Stored dataset records
--- START ---
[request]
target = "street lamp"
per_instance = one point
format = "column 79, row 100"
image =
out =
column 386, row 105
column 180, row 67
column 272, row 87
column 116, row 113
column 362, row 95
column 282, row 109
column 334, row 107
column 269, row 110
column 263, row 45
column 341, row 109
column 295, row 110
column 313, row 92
--- END ---
#### What the task asks
Convert the lines of the records above into a Markdown table with the columns Row and Line, numbering each line and omitting blank lines.

#### Solved problem
| Row | Line |
|---|---|
| 1 | [request] |
| 2 | target = "street lamp" |
| 3 | per_instance = one point |
| 4 | format = "column 79, row 100" |
| 5 | image = |
| 6 | out = |
| 7 | column 386, row 105 |
| 8 | column 180, row 67 |
| 9 | column 272, row 87 |
| 10 | column 116, row 113 |
| 11 | column 362, row 95 |
| 12 | column 282, row 109 |
| 13 | column 334, row 107 |
| 14 | column 269, row 110 |
| 15 | column 263, row 45 |
| 16 | column 341, row 109 |
| 17 | column 295, row 110 |
| 18 | column 313, row 92 |